**SHORT PROBLEM:**
Copy out the listing below word for word, keeping every line in its original order.

----

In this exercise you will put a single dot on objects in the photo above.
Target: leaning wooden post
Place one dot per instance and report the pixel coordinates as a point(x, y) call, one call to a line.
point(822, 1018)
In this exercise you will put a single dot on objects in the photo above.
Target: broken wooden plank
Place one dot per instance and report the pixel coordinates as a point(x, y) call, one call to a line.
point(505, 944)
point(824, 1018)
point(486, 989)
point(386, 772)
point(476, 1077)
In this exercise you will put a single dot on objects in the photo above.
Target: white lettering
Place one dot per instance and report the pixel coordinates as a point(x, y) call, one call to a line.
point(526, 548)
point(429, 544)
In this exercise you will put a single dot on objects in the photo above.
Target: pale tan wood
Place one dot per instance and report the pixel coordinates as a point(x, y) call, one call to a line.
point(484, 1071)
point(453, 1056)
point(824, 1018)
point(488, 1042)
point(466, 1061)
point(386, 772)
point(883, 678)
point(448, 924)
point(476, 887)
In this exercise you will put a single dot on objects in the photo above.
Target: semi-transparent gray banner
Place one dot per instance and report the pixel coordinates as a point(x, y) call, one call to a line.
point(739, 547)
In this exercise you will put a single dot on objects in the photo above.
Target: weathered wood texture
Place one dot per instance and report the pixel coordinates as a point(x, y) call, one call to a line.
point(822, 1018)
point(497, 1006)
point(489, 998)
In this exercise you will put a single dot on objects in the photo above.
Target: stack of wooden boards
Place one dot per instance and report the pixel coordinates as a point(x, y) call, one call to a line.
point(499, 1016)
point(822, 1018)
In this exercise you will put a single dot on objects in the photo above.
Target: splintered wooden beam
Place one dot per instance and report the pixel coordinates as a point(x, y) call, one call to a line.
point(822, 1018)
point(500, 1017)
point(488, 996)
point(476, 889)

----

**WRITTEN RESPONSE:**
In this exercise you will put a single dot on objects in the photo above.
Target: leaning wooden post
Place one dot per instance and report the pixel coordinates as a point(x, y) call, one call to a line.
point(822, 1018)
In this exercise you will put a single dot on objects in the photo above.
Target: broken wooden plank
Place one dot per instance and report the pixel coordinates as a point(x, y) call, one call to a line.
point(505, 944)
point(824, 1018)
point(486, 989)
point(386, 772)
point(476, 1077)
In this exercise you will put a single dot on objects in the photo above.
Target: white lettering
Place one dot per instance and report the pixel coordinates as a point(x, y) call, one call to a line.
point(526, 548)
point(429, 544)
In this exercise you will put a single dot on objects in the photo above.
Target: pale tan wood
Place one dot per instance and report the pixel coordinates as a point(x, y) call, one call to a line.
point(484, 1071)
point(453, 1056)
point(824, 1018)
point(488, 1042)
point(466, 1061)
point(386, 772)
point(883, 678)
point(448, 924)
point(476, 887)
In this exercise you will put a single dot on objects in the photo above.
Target: semi-transparent gray banner
Place one dot per instance and report the pixel coordinates as a point(x, y) call, one call to a line.
point(739, 547)
In this exercise you will put a single dot on objects in the photo above.
Target: weathered wood texture
Place one dot per instance and report the pixel coordinates as a point(x, y) call, one call to a line.
point(822, 1018)
point(497, 1006)
point(489, 998)
In this exercise you will put a single dot on objects in the photo above.
Target: stack of wooden boards
Place one dot per instance and report the pixel coordinates as a point(x, y) call, one call to a line.
point(499, 1016)
point(822, 1018)
In this exercise you will put a single dot on objects in the photo above.
Target: splintered wooden beam
Place one dot per instance and report the pixel coordinates as a point(x, y) call, one call to a line.
point(822, 1018)
point(500, 1017)
point(488, 996)
point(476, 889)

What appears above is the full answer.